(GOAL OF THE EXERCISE)
Extend the piece below that introduces Drag Race queens, starting right after its last sentence.

Based in LA, Kornbread's personality is as attention-catching as her glitzy, fabulous costumes.

"I specialise in the art of Lip-Syncing, Hosting shows, two-step dancing, and Live Singing. I'm proud to be a BIG QUEEN! PLUS SIZE! I call myself the Corpulent Queen. A lot of people put negative energy behind the word FAT but I LOVVVEEEEEE IT! I embrace it and I pick up my fork with pride. That's what drag taught me," she told Voyage LA. With regular gigs across the LA and West Hollywood area, she's always dreaming up new ideas for her next performance, all while keeping things real.

"Drag is a hard crowd to get into," she said. "It's a lot of proving yourself. My mentor Calypso taught me 'people will gossip and ignore you in this industry. It's up to you to make them eat their words!' Those words made [me] gain the confidence I needed."

Born in the UK but now living in San Francisco, Lady Camden is Drag Race's bi-continental queen! She's also a performer in more ways than one. As reported by the San Francisco Chronicle, Camden is also a professional ballet dancer and choreographer in her non-drag life. She's proud to represent her city and the dance world in her own unique way.

"I'm this little British ballerina just kind of dancing around the Castro," Camden told the Chronicle. "I think that what makes a San Francisco queen is the fact that you're kind of different. I couldn't possibly represent an entire genre of San Francisco drag. I'm sort of like an oddball, and I think that San Francisco is full of oddballs."

Hailing from Fayetteville, AK, Maddy is a Drag Race first: the first cis, straight male contestant in the show's history. It's been a controversial decision to some, and Maddy addressed it head on.

"While I am straight, I don't consider myself a straight drag queen. I'm just a drag queen who happens to be straight," Maddy explained during the official "Meet the Queens" live stream event last week. "My sexuality doesn't define the drag that I do, it doesn't impact that. It's just a facet of who I am outside of drag ... I think my being on the show can tap into a lot of the guys watching at home — like, cisgender, straight guys — and really just, like, projecting to them that gender is completely arbitrary."

(GIVEN MATERIAL)

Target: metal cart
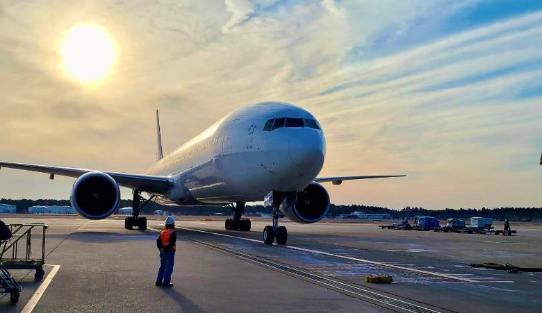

(ANSWER SPACE)
"Chaos. Always chaos," Orion said, when Entertainment Weekly asked her to describe her drag style. "I just like to make people laugh."

From Grand Rapids, MI, Orion combines all the glamour and camp you expect from a drag performance with a fantastic sense of comedy. According to her, not taking things too seriously is at the heart of all of it.

"The way I think about it is, they come for the looks and stay for the jokes. I find it hard to not be myself. I don't think I could ever not be. The best way to do that is to be as chaotic as possible," she said. "There are so many things we always limit ourselves on. We say, 'that's not my drag,' 'that's not my brand,' but the important thing we need to think about is: what else can we do?"

Willow Pill, a drag queen from Denver, already has one major Drag Race connection: her drag sister, Yvie Oddly, won season 11! In an interview with The Plaid Zebra, Willow acknowledged the challenges of breaking into the drag world, but how much drag has helped her over the years.

"It honestly makes me feel like the happiest person," she said. "Every performance I have I think about my [younger] self and think about how terrified I was all the time, constantly everyday, and how that is over now."

Willow also explained to Entertainment Weekly how her experiences with chronic illness (she was diagnosed with cystinosis, a disease that causes problems with different parts of her body, including the kidneys, at a young age). "We don't talk about what it means to be chronically ill and grieve your life as it's happening," she said. "That's a sacred place of my heart that I shared on the show, that I don't always share. It's not as much for me about awareness as it is I hope the other fans and queens and queer people who are chronically ill or experiencing disabilities in their life can see something that makes them feel seen."